* **PROVIDED PASSAGE**:
Recently, notable advancements have been made in the development of hIEC models (68). Several groups have generated two-dimensional (2D) hSI monolayer models of epithelial-like cells from human pluripotent stem cells (hPSCs), including human embryonic stem cells (hESCs) and induced pluripotent stem cells (iPSCs), although considerable room exists for improving the differentiation efficiency and achieving sufficient expression and activities of small intestinal drug-metabolizing enzymes and drug transporters (7, 9, 10). 3D human intestinal organoids (hIOs) with small intestine–like cell composition either derived from hPSCs or the dissociated crypts of intestinal tissues is another attractive model. We have previously reported a method for in vitro maturation of hPSC-derived hIOs that closely resemble adult human intestinal tissues at the molecular and functional levels (11). Although 3D hIOs represent an advanced culture system showing physiologically relevant phenotypes and integrate several microenvironmental features of hSI in vitro (12), they cannot be as easily used for classical intestinal assays as determined using 2D monolayer cultures. Generation of a monolayer hSI model derived from hIOs is challenging owing to the difficulty in growing intestinal epithelial cells as confluent monolayers due to the lack of the proliferative cell populations within hIOs (13). Therefore, an optimal differentiation and culture method that enables directed differentiation of hPSCs into hIEC monolayers and generates hIO-derived hIEC monolayers to mimic the in vivo–like intestinal cell composition and functional characteristics is required.

(Photo-based referring expression data)

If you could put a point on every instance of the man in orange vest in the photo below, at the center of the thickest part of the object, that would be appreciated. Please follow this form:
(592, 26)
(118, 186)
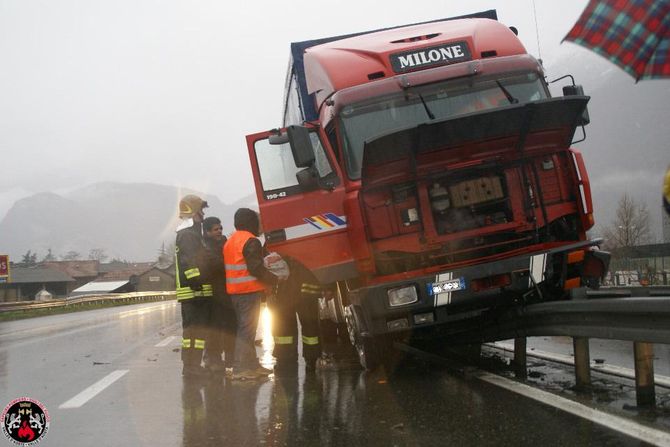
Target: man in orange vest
(246, 280)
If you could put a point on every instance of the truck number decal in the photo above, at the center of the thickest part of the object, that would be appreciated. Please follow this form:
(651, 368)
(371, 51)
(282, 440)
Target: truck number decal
(276, 195)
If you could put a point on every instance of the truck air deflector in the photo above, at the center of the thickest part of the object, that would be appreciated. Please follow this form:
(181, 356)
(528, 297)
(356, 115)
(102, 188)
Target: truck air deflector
(555, 118)
(297, 66)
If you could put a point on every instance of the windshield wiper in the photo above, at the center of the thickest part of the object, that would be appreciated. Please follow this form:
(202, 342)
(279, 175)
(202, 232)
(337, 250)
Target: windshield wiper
(425, 106)
(508, 95)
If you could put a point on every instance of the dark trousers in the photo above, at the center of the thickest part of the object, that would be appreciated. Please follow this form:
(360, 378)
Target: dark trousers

* **WHAT NEEDS TO BE DONE**:
Continue the passage on human intestinal epithelial cell models, starting right after its last sentence.

* **ANSWER BOX**:
Wnt and Notch signaling are well-known signaling pathways; a cross-talk between these pathways regulates intestinal stem cell (ISC) differentiation (14, 15). Active Wnt and Notch signaling pathways are important for crypt maintenance via self-renewal of ISCs (16). Inhibition of Wnt signaling results in crypt loss due to ISC loss and destruction of intestinal epithelial barrier (17, 18). In the absence of Notch signaling, ISCs differentiate to secretory lineage cells leading to ISC depletion and ultimately secretory metaplasia (19). On the basis of these observations, several distinct in vitro differentiation protocols using Wnt and Notch modulators have been reported for the differentiation of hPSCs into intestinal lineages (20). Although current evidence suggests that absorptive enterocytes appear under conditions of Wnt inhibition and Notch activation (21), most of the studies have reported that hPSCs differentiate into intestinal absorptive enterocytes in the presence of Wnt activators such as R-spondin 1, Wnt3a, (20Z, 30E)-6-bromoindirubin-30-oxime (BIO), CHIR99021, and LY2090314 and Notch inhibitors such as N-[N-(3,5-difluorophenacetyl-l-alanyl)]-(2)-phenylglycine t-butyl ester (DAPT) (7, 8, 10, 22). Therefore, development and optimization of differentiation methods are required for generating functional hIECs comprising multiple intestinal cell types via fine-tuning of the Wnt and Notch signaling pathways and subsequent direct lineage differentiation into mature absorptive and secretory cells (16, 21).

To address these issues, we aimed to generate expandable and scalable hIEC progenitors from both hESCs and patient-specific iPSCs derived from intestinal biopsies, which can differentiate into functional hIECs in a Transwell system and exhibit in vivo–like intestinal cell type composition after lineage-specific modulation of key signaling pathways. Furthermore, functional hIECs may predict the fraction absorbed in human intestines based on intestinal absorption and first-pass metabolism. This hIEC culture system is a step toward transitioning from 3D hIOs to 2D monolayer culture, thereby bridging the gap between 3D organotypic culture and the 2D monolayer system of hIECs.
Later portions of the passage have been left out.